[[ Page text, beginning ]]

Wood and Marble Spaces to Inhale in Deeply

The woman in front of us had coughed and squirmed, her face red as she tried to hold in quiet wheezes. Poor lady. I had wanted to tap her shoulder and assure her it was all right. This March 7th afternoon in Minneapolis basilica grandeur comes to my mind now, two weeks later.

Two weeks since then and the world has dramatically changed.

Two weeks ago, though, on March 7th, hundreds of us had crowded into St. Mary’s Basilica for a free Minnesota Sinfonia concert, featuring world-renowned violinist Ilya Kaler. His renditions of Antonin Dvorak’s Romance stirred our spirits, swirling through the giant marble-carved cathedral to hang majestic in the air.

An hour had passed in quiet peace and beauty. We listened in silent rapture. Attentive to each rise and fall of the instruments, caught up in the cascading crescendos and rivulets of song, we stopped only to applaud or to shift positions on the wooden benches polished by generations before us.

Celebrating my Mom’s birthday that March 7th weekend, my Mom, sister, and I, and a friend of ours relished the symphony concert, then walked in crisp sunset down grand avenues in nearby St. Paul, where tall historical houses rose high against pink and grey sky. Bronze lions stalked an entryway and the moon tangled in a tree.

[[ Page text, end ]]
[[ Material shown, beginning ]]

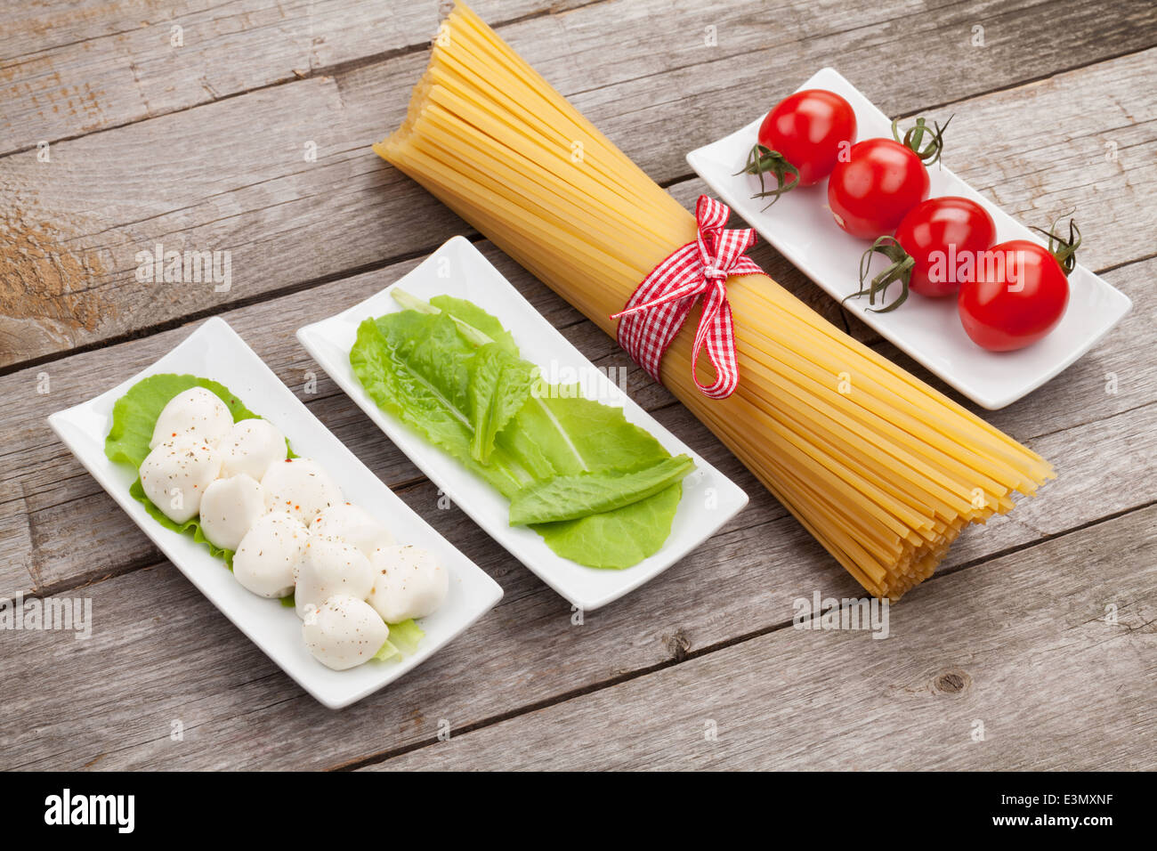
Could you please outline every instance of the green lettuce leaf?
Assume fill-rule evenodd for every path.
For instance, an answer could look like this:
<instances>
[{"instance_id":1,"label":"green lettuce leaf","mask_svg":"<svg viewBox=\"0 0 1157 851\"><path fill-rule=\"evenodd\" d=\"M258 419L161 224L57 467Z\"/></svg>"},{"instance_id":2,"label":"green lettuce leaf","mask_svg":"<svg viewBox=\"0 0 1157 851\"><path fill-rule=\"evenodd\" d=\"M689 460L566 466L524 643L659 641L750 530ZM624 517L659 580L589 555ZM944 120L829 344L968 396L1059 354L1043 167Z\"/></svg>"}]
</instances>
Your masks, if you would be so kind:
<instances>
[{"instance_id":1,"label":"green lettuce leaf","mask_svg":"<svg viewBox=\"0 0 1157 851\"><path fill-rule=\"evenodd\" d=\"M487 343L470 364L470 425L474 436L470 454L484 464L494 449L494 438L522 410L530 397L535 367L511 355L498 343Z\"/></svg>"},{"instance_id":2,"label":"green lettuce leaf","mask_svg":"<svg viewBox=\"0 0 1157 851\"><path fill-rule=\"evenodd\" d=\"M622 568L663 545L688 458L672 460L621 409L536 379L478 306L395 298L406 309L362 322L349 353L379 408L519 500L511 522L565 558Z\"/></svg>"},{"instance_id":3,"label":"green lettuce leaf","mask_svg":"<svg viewBox=\"0 0 1157 851\"><path fill-rule=\"evenodd\" d=\"M501 322L474 305L474 302L466 301L465 299L455 299L452 295L435 295L429 300L429 303L439 310L450 314L450 316L463 324L470 325L489 337L507 354L513 354L515 358L518 357L518 345L514 342L514 336L502 328Z\"/></svg>"},{"instance_id":4,"label":"green lettuce leaf","mask_svg":"<svg viewBox=\"0 0 1157 851\"><path fill-rule=\"evenodd\" d=\"M653 497L694 469L686 455L641 469L609 469L555 476L518 491L510 500L510 526L577 520Z\"/></svg>"},{"instance_id":5,"label":"green lettuce leaf","mask_svg":"<svg viewBox=\"0 0 1157 851\"><path fill-rule=\"evenodd\" d=\"M681 498L683 487L673 484L613 512L530 528L562 558L588 567L622 570L662 549Z\"/></svg>"},{"instance_id":6,"label":"green lettuce leaf","mask_svg":"<svg viewBox=\"0 0 1157 851\"><path fill-rule=\"evenodd\" d=\"M374 654L374 659L379 662L401 661L403 656L408 656L417 651L418 643L426 637L422 628L414 623L413 618L386 625L390 628L390 637Z\"/></svg>"},{"instance_id":7,"label":"green lettuce leaf","mask_svg":"<svg viewBox=\"0 0 1157 851\"><path fill-rule=\"evenodd\" d=\"M216 394L233 415L233 421L255 419L257 415L229 393L229 388L196 375L149 375L141 379L112 406L112 427L104 439L104 454L113 462L128 462L140 467L148 457L153 427L161 411L177 394L194 387L204 387Z\"/></svg>"},{"instance_id":8,"label":"green lettuce leaf","mask_svg":"<svg viewBox=\"0 0 1157 851\"><path fill-rule=\"evenodd\" d=\"M145 487L141 485L141 480L138 478L133 482L132 486L128 489L128 496L135 499L138 502L145 506L145 511L149 513L156 522L163 526L165 529L172 529L178 535L189 535L199 544L202 544L213 555L213 558L220 558L226 563L229 570L233 570L233 550L222 550L220 546L215 546L207 537L205 533L201 531L201 521L199 516L186 520L184 523L176 523L169 520L164 513L153 505L153 500L145 496Z\"/></svg>"}]
</instances>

[[ Material shown, end ]]

• _What is being asked_
In the text about the basilica concert, which violinist was featured at the free Minnesota Sinfonia concert? The listing has no connection to the text about the basilica concert.

• _Answer to the problem_
Ilya Kaler